### [TASK ITEM]
When you reach the line containing "TARGET = overcast sky" in the records below, start copying exactly, and stop once you have copied the line containing "TARGET = rider wearing helmet".

### [EXERCISE MATERIAL]
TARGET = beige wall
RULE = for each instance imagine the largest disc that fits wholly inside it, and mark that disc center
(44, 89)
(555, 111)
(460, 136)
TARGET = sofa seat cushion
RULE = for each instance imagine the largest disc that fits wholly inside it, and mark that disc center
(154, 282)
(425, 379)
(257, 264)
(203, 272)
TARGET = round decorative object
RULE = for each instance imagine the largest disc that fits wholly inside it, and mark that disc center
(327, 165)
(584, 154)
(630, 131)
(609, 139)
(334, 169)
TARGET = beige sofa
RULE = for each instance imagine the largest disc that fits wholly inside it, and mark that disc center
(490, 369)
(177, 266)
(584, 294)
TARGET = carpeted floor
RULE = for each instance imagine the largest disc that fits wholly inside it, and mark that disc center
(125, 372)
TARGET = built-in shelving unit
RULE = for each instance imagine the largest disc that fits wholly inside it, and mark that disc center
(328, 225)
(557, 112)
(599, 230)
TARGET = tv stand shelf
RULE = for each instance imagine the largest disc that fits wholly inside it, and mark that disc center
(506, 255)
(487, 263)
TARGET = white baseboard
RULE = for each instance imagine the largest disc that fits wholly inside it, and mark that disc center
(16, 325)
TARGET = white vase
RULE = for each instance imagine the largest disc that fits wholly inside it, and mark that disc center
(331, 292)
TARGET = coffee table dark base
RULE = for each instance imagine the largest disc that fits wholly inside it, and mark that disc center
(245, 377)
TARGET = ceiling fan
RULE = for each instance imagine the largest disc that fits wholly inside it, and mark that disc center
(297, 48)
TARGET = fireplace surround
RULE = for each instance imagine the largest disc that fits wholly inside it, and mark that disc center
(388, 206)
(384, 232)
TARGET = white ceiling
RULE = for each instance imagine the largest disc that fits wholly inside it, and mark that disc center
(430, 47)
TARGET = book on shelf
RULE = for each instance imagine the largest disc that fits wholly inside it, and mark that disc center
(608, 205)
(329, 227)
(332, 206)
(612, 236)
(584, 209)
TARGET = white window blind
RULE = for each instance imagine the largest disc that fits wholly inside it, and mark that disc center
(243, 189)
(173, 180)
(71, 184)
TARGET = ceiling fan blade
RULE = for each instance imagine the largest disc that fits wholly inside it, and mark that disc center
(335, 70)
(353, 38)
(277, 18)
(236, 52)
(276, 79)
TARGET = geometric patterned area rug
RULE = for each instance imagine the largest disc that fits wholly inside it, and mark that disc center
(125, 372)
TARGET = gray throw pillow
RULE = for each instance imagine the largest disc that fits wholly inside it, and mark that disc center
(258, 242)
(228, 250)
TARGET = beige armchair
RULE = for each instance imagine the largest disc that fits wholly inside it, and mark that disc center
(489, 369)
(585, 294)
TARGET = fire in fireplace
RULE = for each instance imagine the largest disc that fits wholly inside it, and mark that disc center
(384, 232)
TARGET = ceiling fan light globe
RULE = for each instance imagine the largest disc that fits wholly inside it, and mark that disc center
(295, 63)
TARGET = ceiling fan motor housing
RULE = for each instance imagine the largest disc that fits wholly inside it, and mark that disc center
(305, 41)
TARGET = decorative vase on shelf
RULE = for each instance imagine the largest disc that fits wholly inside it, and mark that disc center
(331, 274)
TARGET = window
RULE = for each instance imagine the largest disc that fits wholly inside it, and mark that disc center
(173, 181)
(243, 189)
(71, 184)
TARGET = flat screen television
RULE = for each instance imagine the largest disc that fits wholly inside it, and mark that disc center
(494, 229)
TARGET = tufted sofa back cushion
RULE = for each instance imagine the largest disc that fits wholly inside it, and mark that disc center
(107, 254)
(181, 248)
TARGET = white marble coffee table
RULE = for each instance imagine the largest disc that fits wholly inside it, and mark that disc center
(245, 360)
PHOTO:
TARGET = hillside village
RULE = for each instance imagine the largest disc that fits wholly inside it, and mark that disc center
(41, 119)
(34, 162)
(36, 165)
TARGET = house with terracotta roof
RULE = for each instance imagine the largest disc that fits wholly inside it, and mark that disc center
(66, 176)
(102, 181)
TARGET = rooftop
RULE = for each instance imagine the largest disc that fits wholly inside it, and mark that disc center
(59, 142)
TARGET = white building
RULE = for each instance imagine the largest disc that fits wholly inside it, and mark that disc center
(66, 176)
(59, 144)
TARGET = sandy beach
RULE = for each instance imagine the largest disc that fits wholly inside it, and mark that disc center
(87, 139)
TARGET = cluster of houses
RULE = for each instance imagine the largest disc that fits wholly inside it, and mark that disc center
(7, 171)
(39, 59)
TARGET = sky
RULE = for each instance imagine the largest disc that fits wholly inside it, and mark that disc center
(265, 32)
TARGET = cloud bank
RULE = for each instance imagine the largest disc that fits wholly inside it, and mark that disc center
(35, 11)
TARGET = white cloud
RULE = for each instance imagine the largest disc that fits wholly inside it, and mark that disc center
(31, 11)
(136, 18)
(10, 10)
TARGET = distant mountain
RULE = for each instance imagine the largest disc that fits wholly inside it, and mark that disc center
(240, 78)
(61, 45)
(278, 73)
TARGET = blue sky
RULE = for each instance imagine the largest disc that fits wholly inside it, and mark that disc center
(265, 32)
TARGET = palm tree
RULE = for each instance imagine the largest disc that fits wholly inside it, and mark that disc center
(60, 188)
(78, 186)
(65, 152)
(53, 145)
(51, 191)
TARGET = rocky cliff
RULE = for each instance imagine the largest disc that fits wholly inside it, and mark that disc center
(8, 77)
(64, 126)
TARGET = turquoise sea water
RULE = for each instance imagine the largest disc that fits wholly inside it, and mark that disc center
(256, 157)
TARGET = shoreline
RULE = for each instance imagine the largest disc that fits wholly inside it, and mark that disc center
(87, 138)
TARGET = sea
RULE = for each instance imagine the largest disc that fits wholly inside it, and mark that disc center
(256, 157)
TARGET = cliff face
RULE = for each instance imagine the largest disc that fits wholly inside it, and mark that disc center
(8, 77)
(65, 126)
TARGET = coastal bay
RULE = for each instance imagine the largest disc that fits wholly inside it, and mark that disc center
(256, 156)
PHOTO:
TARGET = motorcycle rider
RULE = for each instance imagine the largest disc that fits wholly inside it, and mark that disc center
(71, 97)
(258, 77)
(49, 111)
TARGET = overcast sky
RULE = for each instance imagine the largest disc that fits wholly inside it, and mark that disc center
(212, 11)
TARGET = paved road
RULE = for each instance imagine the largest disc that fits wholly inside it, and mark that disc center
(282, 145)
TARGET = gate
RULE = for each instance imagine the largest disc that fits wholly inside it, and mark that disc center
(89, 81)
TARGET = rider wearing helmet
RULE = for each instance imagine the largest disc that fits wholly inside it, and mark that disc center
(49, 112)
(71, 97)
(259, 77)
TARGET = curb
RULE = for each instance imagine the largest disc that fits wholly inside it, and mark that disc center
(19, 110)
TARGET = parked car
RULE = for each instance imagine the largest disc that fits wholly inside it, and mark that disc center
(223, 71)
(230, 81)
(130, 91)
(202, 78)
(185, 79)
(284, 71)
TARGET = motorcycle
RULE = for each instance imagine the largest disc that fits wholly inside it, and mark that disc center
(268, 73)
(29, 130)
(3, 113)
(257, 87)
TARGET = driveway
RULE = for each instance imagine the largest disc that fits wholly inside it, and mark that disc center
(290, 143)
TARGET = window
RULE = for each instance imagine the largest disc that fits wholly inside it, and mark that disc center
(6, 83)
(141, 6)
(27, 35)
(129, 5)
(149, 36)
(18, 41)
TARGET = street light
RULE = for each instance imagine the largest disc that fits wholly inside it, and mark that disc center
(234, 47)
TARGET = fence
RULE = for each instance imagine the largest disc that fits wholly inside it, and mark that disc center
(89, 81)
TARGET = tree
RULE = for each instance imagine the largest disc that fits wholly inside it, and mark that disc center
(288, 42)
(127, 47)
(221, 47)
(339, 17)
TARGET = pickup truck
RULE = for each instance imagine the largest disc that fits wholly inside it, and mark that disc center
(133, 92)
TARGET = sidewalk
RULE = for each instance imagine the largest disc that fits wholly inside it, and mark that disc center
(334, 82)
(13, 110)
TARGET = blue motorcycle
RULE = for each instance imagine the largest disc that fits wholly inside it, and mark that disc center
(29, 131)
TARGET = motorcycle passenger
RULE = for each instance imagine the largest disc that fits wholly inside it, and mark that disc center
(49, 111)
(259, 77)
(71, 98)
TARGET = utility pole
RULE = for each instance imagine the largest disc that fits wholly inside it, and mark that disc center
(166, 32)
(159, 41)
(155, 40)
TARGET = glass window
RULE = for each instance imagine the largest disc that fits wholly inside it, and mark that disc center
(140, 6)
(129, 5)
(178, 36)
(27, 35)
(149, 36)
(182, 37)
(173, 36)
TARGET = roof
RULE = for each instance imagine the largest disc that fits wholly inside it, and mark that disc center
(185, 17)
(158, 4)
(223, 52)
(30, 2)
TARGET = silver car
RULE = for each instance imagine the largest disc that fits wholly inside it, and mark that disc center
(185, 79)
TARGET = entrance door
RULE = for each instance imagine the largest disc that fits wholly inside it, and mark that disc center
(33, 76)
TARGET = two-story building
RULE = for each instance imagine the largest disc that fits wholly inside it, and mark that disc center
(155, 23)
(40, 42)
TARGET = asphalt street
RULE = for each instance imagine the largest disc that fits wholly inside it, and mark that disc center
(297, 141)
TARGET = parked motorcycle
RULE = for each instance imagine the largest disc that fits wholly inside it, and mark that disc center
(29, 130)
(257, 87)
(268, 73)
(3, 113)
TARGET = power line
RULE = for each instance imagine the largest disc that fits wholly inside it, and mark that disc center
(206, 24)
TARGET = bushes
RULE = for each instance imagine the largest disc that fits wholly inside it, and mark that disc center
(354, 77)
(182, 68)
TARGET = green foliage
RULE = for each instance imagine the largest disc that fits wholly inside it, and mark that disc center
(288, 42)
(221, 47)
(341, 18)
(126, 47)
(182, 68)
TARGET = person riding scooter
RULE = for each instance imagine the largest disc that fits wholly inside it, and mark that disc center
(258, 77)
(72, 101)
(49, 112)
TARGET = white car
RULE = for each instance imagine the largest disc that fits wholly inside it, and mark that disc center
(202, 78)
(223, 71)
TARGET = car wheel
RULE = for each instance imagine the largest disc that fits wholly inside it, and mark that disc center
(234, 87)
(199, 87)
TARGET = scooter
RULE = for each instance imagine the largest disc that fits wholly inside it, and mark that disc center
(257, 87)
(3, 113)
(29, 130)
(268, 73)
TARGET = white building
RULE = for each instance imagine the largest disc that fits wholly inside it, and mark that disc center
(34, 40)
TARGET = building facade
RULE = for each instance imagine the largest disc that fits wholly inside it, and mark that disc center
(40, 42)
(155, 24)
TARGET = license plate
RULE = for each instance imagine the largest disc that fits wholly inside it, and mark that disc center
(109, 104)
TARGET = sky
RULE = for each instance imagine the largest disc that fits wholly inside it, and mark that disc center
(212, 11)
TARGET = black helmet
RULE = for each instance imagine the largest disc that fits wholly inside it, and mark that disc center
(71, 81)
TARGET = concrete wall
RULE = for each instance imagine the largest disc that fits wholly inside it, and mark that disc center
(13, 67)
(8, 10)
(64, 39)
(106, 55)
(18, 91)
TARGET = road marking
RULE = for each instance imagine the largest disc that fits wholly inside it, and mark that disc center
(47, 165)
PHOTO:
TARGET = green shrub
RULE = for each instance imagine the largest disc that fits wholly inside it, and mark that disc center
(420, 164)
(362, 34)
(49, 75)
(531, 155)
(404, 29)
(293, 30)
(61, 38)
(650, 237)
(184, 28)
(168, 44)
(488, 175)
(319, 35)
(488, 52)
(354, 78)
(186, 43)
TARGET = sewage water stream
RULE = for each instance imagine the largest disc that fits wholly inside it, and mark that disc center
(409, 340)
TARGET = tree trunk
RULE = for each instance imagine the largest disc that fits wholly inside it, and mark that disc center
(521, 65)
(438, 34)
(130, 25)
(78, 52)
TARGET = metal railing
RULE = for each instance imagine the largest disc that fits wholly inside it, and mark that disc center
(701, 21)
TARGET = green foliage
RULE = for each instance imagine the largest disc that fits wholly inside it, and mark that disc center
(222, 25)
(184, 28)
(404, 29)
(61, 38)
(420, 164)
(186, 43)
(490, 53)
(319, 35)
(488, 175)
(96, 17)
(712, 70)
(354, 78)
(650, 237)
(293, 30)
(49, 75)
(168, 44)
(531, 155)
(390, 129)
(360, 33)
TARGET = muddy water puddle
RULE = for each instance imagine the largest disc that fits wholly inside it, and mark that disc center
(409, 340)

### [PROBLEM SOLUTION]
TARGET = overcast sky
RULE = for each instance imagine the largest disc that fits wholly inside it, and mark that disc center
(212, 11)
TARGET = paved road
RULE = for each instance imagine the largest disc that fits wholly inside it, and mark that disc center
(282, 145)
TARGET = gate
RULE = for each instance imagine the largest disc that fits wholly inside it, and mark that disc center
(89, 81)
TARGET = rider wearing helmet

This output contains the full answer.